-- TEXT --
····················

As it was mentioned earlier, problem solving is, probably, the best key to studying chemistry. This work is very often like solving a puzzle; therefore never look at the answer until you succeed (or failed) in your solution. The best way to use this Appendix is to compare your solutions and those given below, or to find explanations for the unsolved problems only after all attempts to solve them have failed.

Appendix 3 presents solutions to all the problems (in-text and additional problems). In many cases not only the answer is given, but also the explanation of the reasoning, even if it has not been questioned. Some problems have more than one solution, but only one is generally given. Thus, your answer may differ from the one presented here. The main thing is that your solution must be correct.

To Chapter 1

1.2. It is similar to methane tetrahedral structure, except for appreciable deviation from the value of 109.5°.

····················

Stored data
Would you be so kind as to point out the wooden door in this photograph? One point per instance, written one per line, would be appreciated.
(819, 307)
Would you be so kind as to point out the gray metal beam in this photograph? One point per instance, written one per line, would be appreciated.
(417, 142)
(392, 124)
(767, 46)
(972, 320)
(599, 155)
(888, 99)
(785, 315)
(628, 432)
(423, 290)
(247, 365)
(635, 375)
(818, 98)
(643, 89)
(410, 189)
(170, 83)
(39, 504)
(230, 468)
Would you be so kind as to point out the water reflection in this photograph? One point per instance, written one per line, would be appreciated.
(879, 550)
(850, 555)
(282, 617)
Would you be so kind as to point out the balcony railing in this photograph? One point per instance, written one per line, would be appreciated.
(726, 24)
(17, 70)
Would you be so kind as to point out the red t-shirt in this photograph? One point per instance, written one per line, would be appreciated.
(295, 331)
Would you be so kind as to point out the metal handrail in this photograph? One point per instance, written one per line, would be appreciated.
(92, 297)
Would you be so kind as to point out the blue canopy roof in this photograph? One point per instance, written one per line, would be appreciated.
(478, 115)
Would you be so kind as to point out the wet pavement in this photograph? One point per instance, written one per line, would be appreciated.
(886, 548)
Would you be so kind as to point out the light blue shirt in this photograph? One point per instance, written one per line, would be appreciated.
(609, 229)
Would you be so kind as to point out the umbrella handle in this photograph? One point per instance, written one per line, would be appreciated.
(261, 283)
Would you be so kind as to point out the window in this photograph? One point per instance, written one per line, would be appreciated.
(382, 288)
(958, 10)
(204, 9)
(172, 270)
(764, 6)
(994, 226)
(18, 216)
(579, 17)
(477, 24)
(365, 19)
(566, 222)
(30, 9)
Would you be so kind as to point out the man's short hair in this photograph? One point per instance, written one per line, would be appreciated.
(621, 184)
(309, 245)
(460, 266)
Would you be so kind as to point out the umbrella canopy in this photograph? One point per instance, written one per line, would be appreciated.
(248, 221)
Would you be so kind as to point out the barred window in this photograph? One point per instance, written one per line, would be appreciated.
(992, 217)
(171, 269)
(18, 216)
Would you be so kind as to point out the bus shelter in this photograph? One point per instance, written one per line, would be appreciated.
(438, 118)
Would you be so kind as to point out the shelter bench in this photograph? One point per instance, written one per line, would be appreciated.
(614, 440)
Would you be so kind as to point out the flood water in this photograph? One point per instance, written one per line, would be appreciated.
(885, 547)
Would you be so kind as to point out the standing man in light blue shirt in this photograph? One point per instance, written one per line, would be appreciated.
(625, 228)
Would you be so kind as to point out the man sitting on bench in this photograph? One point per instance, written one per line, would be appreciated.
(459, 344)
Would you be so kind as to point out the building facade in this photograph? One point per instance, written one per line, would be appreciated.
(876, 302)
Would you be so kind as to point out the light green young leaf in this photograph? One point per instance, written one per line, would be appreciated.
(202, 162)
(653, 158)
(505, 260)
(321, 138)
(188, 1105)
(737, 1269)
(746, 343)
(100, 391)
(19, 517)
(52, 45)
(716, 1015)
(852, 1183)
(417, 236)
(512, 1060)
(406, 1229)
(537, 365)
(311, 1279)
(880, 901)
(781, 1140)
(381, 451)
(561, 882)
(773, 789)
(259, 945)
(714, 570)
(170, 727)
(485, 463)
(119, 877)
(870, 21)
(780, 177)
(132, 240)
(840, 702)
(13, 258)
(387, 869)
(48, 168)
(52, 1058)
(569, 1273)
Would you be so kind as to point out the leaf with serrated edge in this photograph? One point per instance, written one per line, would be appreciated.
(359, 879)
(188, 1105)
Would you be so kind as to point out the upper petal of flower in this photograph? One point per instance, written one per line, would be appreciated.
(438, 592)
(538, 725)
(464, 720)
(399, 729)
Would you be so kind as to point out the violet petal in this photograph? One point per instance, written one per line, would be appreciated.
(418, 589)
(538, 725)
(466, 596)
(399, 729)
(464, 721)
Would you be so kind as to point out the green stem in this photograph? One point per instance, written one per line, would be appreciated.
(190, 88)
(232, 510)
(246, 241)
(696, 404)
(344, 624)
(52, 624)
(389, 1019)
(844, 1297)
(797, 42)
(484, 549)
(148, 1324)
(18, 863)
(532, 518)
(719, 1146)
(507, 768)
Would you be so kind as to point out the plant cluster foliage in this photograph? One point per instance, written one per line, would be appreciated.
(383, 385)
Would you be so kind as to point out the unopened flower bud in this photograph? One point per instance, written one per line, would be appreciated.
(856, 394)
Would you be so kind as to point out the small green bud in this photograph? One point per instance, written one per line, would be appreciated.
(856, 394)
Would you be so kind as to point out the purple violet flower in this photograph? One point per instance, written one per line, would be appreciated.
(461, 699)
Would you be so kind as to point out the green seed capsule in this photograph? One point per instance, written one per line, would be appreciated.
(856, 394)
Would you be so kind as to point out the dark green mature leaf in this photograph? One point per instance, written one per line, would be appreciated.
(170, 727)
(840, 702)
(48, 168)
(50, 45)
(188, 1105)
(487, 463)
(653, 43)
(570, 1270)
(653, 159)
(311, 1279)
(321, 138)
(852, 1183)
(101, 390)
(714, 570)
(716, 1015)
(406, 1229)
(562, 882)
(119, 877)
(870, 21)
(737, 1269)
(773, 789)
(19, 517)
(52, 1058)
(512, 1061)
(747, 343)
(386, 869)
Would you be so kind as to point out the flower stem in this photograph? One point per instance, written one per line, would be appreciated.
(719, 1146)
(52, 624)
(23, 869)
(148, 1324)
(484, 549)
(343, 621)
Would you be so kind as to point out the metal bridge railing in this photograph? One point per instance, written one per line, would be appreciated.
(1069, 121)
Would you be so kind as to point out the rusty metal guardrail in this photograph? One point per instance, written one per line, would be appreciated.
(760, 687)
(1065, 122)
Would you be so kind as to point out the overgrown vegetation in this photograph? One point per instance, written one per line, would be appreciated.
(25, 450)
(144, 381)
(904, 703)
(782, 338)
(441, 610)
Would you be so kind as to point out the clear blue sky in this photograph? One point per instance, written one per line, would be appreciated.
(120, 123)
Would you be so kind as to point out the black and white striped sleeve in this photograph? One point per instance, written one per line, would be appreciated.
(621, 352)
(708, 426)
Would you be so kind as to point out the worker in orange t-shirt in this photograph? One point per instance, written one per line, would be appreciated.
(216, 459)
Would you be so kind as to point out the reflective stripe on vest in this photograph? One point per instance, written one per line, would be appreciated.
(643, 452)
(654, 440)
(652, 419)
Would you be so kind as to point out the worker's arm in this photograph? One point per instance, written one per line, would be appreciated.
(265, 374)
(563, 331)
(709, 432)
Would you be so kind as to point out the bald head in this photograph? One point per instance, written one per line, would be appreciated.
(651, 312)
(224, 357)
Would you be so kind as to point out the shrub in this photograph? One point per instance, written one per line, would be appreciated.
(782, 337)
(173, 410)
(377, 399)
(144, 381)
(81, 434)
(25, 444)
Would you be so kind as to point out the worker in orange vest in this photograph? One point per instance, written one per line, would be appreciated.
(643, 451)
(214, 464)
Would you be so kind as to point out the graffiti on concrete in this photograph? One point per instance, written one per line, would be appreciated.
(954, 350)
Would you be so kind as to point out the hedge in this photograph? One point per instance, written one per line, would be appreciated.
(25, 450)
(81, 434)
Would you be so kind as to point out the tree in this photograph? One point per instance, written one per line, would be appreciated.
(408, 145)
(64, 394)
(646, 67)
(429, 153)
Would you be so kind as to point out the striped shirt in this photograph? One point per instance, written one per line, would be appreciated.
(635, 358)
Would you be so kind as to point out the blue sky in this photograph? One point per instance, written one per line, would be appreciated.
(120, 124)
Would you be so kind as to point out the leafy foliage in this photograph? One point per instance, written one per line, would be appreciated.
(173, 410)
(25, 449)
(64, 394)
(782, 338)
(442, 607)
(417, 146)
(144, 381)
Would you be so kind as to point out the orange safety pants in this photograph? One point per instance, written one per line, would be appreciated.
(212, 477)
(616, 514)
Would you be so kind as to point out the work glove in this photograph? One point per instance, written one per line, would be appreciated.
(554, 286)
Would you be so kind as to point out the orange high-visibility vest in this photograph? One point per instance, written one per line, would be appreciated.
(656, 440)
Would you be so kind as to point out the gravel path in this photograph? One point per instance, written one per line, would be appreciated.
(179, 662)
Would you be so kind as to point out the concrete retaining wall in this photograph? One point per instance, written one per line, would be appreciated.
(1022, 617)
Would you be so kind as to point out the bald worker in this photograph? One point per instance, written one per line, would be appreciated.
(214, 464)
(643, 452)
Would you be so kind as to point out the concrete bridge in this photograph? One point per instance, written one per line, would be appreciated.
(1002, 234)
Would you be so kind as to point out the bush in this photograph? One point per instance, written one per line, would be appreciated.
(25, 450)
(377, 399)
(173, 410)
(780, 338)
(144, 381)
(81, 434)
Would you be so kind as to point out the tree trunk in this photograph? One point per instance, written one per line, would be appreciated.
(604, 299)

····················

-- LIST OF TASKS --
- a) In the chemistry text, what does Appendix 3 present?
- b) Pick out each line of the listing that contains the word "light", matching case exactly.

-- ANSWERS PER TASK --
- a) Solutions to all the problems, both in-text and additional.

- b)
Would you be so kind as to point out the light blue shirt in this photograph? One point per instance, written one per line, would be appreciated.
Would you be so kind as to point out the standing man in light blue shirt in this photograph? One point per instance, written one per line, would be appreciated.
Would you be so kind as to point out the light green young leaf in this photograph? One point per instance, written one per line, would be appreciated.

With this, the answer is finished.